I argue that the emergence of capitalism during this period should in part be understood as an expression of pent-up consumerism. Consumerism was not simply an accommodation to a changing socioeconomic system, but a driver of it. The pre-existing demand of English people for sugar must be considered as a factor in efforts to secure and develop the English colonies and Atlantic markets. Historians have long recognized the importance of sugar as a vehicle of capital accumulation, of its production zones as markets for British industrial goods, and of sugar plantations themselves as early models of industrial organization. Yet sugar’s influence as a consumer good has not been as well explored.
My research indicates that factors such as lower prices, greater availability, or social change do little to explain sugar’s popularity in England before the development of the English sugar colonies, when prices remained high (though not prohibitively so) and work rhythms traditional. While the sugar-slave complex did buttress the rise of capitalism – in particular, sugar’s narrow cultivation zone and its capital-intensive processing characteristics encouraged trade and market production of all kinds of surplus commodities, and the wealth it generated fostered capital accumulation and expanded the slave trade – people did not become habituated to sugar because of the cultural and economic changes brought by capitalism. I argue that the sequence was in fact quite the reverse: it was sugar dependency that fostered capitalistic behaviors.

※ ※ ※

» Task set
- a) In the passage on sugar and capitalism, what does the author say fostered capitalistic behaviors?
- b) Reproduce the passage on sugar and capitalism between "My research indicates" and "fostered capitalistic behaviors.", inclusive.
The data that comes next has no connection to the passage on sugar and capitalism.

※ ※ ※

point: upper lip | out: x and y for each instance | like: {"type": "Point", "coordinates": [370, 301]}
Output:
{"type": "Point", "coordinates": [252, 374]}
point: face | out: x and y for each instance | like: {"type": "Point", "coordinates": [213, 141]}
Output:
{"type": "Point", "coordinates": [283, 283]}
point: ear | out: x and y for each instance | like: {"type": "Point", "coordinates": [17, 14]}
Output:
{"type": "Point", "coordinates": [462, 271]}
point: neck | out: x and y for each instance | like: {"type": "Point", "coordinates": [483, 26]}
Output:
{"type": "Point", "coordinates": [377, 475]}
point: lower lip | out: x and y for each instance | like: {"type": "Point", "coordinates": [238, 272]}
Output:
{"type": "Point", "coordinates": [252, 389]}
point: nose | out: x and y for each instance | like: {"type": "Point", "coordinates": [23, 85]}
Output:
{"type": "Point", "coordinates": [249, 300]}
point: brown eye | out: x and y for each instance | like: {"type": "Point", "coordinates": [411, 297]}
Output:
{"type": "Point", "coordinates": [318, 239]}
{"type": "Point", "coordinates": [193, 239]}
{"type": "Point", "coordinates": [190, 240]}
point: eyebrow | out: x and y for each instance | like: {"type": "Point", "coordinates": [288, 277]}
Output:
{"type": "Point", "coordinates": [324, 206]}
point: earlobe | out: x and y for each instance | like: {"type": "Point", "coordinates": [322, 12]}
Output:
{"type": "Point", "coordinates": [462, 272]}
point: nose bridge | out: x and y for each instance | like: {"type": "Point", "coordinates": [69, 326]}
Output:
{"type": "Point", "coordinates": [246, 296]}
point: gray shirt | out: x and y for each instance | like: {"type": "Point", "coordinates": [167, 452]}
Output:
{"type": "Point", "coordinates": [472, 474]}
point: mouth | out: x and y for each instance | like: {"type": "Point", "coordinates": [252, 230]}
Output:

※ ※ ※

» Response list
- a) Sugar dependency fostered capitalistic behaviors.

- b)
My research indicates that factors such as lower prices, greater availability, or social change do little to explain sugar’s popularity in England before the development of the English sugar colonies, when prices remained high (though not prohibitively so) and work rhythms traditional. While the sugar-slave complex did buttress the rise of capitalism – in particular, sugar’s narrow cultivation zone and its capital-intensive processing characteristics encouraged trade and market production of all kinds of surplus commodities, and the wealth it generated fostered capital accumulation and expanded the slave trade – people did not become habituated to sugar because of the cultural and economic changes brought by capitalism. I argue that the sequence was in fact quite the reverse: it was sugar dependency that fostered capitalistic behaviors.